• **WHAT IS BEING ASKED**
Rewrite the entries below, changing "keypoint" to "marker point" everywhere it appears and leaving everything else unchanged.

• **LISTED RECORDS**
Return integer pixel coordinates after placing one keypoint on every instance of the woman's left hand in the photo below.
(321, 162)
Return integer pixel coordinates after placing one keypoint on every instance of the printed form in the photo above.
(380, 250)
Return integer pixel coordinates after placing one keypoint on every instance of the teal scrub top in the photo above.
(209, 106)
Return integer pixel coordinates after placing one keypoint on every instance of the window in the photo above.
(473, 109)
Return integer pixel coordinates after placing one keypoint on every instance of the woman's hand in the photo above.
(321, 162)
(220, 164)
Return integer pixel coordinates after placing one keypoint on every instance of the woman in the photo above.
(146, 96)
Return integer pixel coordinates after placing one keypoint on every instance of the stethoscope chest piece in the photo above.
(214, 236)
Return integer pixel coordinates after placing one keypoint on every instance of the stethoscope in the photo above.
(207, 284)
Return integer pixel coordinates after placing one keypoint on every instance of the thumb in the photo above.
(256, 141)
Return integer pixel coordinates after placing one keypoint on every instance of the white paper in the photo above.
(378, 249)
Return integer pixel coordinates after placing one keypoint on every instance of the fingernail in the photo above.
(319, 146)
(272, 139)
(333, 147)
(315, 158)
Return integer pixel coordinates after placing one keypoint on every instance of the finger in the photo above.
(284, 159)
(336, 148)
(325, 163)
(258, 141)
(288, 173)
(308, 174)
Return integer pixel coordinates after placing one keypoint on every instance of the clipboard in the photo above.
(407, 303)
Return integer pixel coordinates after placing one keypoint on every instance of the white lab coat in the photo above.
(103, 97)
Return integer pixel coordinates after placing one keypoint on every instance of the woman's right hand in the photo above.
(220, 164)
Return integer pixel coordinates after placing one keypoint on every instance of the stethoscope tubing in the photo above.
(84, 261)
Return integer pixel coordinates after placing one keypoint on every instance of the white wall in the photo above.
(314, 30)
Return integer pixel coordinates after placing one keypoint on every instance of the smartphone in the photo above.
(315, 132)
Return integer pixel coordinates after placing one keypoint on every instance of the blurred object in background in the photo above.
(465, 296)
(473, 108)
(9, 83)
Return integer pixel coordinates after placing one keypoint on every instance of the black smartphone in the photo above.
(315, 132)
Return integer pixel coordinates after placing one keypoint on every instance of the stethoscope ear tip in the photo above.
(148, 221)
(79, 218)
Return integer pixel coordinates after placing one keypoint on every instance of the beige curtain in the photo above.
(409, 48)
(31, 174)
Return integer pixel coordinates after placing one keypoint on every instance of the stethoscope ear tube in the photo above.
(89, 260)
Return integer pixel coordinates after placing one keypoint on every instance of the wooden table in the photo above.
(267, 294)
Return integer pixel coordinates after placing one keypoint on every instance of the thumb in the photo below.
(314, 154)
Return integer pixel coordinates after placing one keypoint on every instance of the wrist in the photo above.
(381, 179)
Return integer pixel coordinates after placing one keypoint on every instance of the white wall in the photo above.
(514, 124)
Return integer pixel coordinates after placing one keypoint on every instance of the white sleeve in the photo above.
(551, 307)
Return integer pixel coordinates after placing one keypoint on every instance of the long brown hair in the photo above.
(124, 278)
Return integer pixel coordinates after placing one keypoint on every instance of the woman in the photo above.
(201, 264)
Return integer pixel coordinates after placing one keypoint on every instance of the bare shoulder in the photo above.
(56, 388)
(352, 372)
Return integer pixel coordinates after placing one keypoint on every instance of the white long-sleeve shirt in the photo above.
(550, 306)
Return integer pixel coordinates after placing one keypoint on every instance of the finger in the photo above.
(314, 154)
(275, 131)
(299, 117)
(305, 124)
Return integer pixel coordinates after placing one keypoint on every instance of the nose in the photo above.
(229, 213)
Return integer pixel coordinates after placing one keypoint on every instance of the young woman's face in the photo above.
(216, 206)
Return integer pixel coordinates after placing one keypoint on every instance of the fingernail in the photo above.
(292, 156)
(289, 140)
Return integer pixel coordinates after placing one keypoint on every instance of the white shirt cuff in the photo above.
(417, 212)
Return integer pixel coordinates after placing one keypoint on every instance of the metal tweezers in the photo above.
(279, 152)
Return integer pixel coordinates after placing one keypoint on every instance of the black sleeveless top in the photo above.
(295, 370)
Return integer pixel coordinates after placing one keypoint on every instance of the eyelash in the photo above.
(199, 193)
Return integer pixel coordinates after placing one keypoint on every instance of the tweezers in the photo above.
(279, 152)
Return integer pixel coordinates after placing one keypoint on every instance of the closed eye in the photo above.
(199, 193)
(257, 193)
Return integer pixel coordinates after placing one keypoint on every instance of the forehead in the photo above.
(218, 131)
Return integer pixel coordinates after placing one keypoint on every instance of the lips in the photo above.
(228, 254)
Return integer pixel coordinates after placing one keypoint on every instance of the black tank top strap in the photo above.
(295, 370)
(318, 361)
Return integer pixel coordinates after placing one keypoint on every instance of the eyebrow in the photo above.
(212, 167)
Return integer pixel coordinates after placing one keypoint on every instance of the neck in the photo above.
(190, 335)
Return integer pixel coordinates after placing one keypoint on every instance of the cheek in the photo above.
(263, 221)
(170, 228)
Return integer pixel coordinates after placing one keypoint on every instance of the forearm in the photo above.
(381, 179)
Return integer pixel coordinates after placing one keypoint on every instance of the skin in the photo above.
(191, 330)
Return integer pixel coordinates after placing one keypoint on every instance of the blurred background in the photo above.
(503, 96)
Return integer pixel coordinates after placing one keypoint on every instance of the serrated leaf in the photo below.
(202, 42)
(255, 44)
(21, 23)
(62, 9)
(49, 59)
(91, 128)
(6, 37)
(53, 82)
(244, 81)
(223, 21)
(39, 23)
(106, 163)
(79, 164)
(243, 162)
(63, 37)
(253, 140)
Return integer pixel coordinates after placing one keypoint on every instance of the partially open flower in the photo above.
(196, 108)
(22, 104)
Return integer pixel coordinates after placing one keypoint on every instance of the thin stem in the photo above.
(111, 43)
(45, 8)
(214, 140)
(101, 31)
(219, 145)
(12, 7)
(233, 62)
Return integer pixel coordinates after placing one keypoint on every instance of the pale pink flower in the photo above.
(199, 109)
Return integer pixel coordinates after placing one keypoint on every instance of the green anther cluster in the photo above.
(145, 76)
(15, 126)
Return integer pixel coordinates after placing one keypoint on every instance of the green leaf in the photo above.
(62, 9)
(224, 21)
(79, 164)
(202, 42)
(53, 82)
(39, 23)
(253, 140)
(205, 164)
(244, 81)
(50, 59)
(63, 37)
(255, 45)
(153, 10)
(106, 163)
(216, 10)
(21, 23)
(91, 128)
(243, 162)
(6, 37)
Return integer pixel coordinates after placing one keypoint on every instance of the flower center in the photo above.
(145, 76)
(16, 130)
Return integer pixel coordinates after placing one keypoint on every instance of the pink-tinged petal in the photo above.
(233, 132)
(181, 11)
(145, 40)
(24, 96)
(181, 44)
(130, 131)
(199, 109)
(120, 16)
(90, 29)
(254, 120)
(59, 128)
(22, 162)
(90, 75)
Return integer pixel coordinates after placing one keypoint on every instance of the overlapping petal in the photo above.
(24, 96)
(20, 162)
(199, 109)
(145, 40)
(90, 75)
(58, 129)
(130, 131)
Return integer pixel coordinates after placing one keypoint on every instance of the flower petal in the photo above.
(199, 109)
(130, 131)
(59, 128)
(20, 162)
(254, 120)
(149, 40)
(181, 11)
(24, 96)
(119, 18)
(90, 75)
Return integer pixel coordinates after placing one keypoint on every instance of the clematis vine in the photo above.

• **RESPONSE**
Return integer pixel coordinates after placing one marker point on every instance of the woman's left hand in the photo below.
(321, 162)
Return integer pixel coordinates after placing one marker point on every instance of the printed form in the photo above.
(380, 250)
Return integer pixel coordinates after placing one marker point on every instance of the teal scrub top in the photo above.
(209, 106)
Return integer pixel coordinates after placing one marker point on every instance of the window in the photo above.
(473, 109)
Return integer pixel coordinates after placing one marker point on every instance of the woman's hand in the photo above.
(321, 162)
(220, 164)
Return integer pixel coordinates after placing one marker point on every instance of the woman in the photo above.
(146, 96)
Return integer pixel coordinates after placing one marker point on every instance of the stethoscope chest piece in the photo above.
(214, 236)
Return integer pixel coordinates after placing one marker point on every instance of the stethoscope in the photo above.
(207, 284)
Return integer pixel coordinates after placing one marker point on every instance of the thumb in the photo above.
(256, 141)
Return integer pixel coordinates after placing one marker point on every instance of the white paper in the photo above.
(378, 249)
Return integer pixel coordinates after placing one marker point on every instance of the fingernail in the photo above.
(319, 146)
(272, 139)
(333, 147)
(315, 158)
Return integer pixel coordinates after placing one marker point on every instance of the finger in the photo above.
(284, 159)
(336, 148)
(325, 163)
(258, 141)
(288, 173)
(308, 174)
Return integer pixel coordinates after placing one marker point on every instance of the clipboard in the photo above.
(407, 303)
Return integer pixel coordinates after placing one marker point on every instance of the white lab coat in the photo above.
(103, 97)
Return integer pixel coordinates after placing one marker point on every instance of the woman's right hand in the photo above.
(220, 164)
Return integer pixel coordinates after placing one marker point on every instance of the stethoscope tubing in the photo above.
(84, 261)
Return integer pixel coordinates after placing one marker point on every instance of the white wall in the photo above.
(314, 30)
Return integer pixel coordinates after placing one marker point on every instance of the smartphone in the photo above.
(315, 132)
Return integer pixel coordinates after placing one marker point on every instance of the blurred object in background in the photo above.
(465, 296)
(473, 108)
(9, 83)
Return integer pixel coordinates after placing one marker point on every instance of the black smartphone in the photo above.
(315, 132)
Return integer pixel coordinates after placing one marker point on every instance of the stethoscope ear tip in the photo above.
(148, 221)
(79, 218)
Return integer pixel coordinates after placing one marker point on every instance of the beige curtain in the photo above.
(409, 48)
(31, 174)
Return integer pixel coordinates after placing one marker point on every instance of the stethoscope ear tube in the photo above.
(89, 260)
Return integer pixel coordinates after placing one marker point on every instance of the wooden table in the photo above.
(267, 294)
Return integer pixel coordinates after placing one marker point on every instance of the thumb in the photo below.
(314, 154)
Return integer pixel coordinates after placing one marker point on every instance of the wrist in the photo above.
(381, 179)
Return integer pixel coordinates after placing one marker point on every instance of the white wall in the photo above.
(514, 124)
Return integer pixel coordinates after placing one marker point on every instance of the white sleeve in the photo above.
(551, 307)
Return integer pixel coordinates after placing one marker point on every instance of the long brown hair in the photo above.
(124, 278)
Return integer pixel coordinates after placing one marker point on every instance of the woman in the photo above.
(201, 264)
Return integer pixel coordinates after placing one marker point on every instance of the bare shoulder in the photo above.
(56, 388)
(352, 372)
Return integer pixel coordinates after placing one marker point on every instance of the white long-sleeve shirt in the photo above.
(550, 306)
Return integer pixel coordinates after placing one marker point on every instance of the finger in the photo above.
(314, 154)
(275, 131)
(299, 117)
(305, 124)
Return integer pixel coordinates after placing one marker point on every instance of the nose in the photo above.
(229, 213)
Return integer pixel coordinates after placing one marker point on every instance of the young woman's face in the photo above.
(216, 206)
Return integer pixel coordinates after placing one marker point on every instance of the fingernail in the photo above.
(292, 156)
(289, 140)
Return integer pixel coordinates after placing one marker point on every instance of the white shirt cuff in the photo above.
(417, 212)
Return integer pixel coordinates after placing one marker point on every instance of the metal tweezers in the photo above.
(279, 152)
Return integer pixel coordinates after placing one marker point on every instance of the black sleeveless top in the photo above.
(295, 370)
Return integer pixel coordinates after placing one marker point on every instance of the eyelash in the photo above.
(199, 193)
Return integer pixel coordinates after placing one marker point on every instance of the tweezers in the photo above.
(279, 152)
Return integer pixel coordinates after placing one marker point on every instance of the closed eye in the photo above.
(199, 193)
(257, 193)
Return integer pixel coordinates after placing one marker point on every instance of the forehead in the photo above.
(218, 131)
Return integer pixel coordinates after placing one marker point on every instance of the lips in the photo above.
(228, 254)
Return integer pixel coordinates after placing one marker point on every instance of the black tank top strap in the photo above.
(295, 370)
(318, 361)
Return integer pixel coordinates after placing one marker point on every instance of the eyebrow in the photo above.
(212, 167)
Return integer pixel coordinates after placing one marker point on every instance of the neck in the photo above.
(190, 335)
Return integer pixel coordinates after placing one marker point on every instance of the cheek in the photo above.
(263, 221)
(170, 228)
Return integer pixel coordinates after placing one marker point on every instance of the forearm in the photo above.
(381, 179)
Return integer pixel coordinates after placing one marker point on every instance of the skin in the photo above.
(191, 330)
Return integer pixel coordinates after placing one marker point on every instance of the blurred background in the photo above.
(503, 96)
Return integer pixel coordinates after placing one marker point on every instance of the serrated leaf in the photo below.
(202, 42)
(255, 44)
(21, 23)
(62, 9)
(49, 59)
(91, 128)
(6, 37)
(53, 82)
(244, 81)
(223, 21)
(39, 23)
(106, 163)
(79, 164)
(243, 162)
(63, 37)
(253, 140)
Return integer pixel coordinates after placing one marker point on every instance of the partially open flower in the photo above.
(196, 108)
(22, 104)
Return integer pixel coordinates after placing one marker point on every instance of the thin stem in the photo above.
(111, 43)
(45, 8)
(214, 140)
(101, 31)
(219, 145)
(12, 7)
(233, 62)
Return integer pixel coordinates after placing one marker point on every instance of the pale pink flower in the photo above.
(199, 109)
Return integer pixel coordinates after placing one marker point on every instance of the green anther cluster in the photo above.
(145, 76)
(15, 126)
Return integer pixel coordinates after placing one marker point on every instance of the green leaf in the photo above.
(62, 9)
(224, 21)
(79, 164)
(202, 42)
(53, 82)
(39, 23)
(253, 140)
(205, 164)
(244, 81)
(50, 59)
(63, 37)
(255, 45)
(153, 10)
(106, 163)
(216, 10)
(21, 23)
(91, 128)
(243, 162)
(6, 37)
Return integer pixel coordinates after placing one marker point on every instance of the flower center in the photo above.
(145, 76)
(16, 130)
Return integer pixel coordinates after placing one marker point on every instance of the pink-tinged petal in the photo above.
(233, 132)
(181, 11)
(145, 40)
(24, 96)
(181, 44)
(130, 131)
(199, 109)
(120, 16)
(90, 29)
(254, 120)
(59, 128)
(22, 162)
(90, 75)
Return integer pixel coordinates after placing one marker point on every instance of the overlapping petal in the photo above.
(24, 96)
(20, 162)
(199, 109)
(145, 40)
(90, 75)
(58, 129)
(130, 131)
Return integer pixel coordinates after placing one marker point on every instance of the flower petal in the photo above.
(199, 109)
(130, 131)
(59, 128)
(20, 162)
(254, 120)
(149, 40)
(181, 11)
(24, 96)
(119, 18)
(90, 75)
Return integer pixel coordinates after placing one marker point on every instance of the clematis vine in the photo above.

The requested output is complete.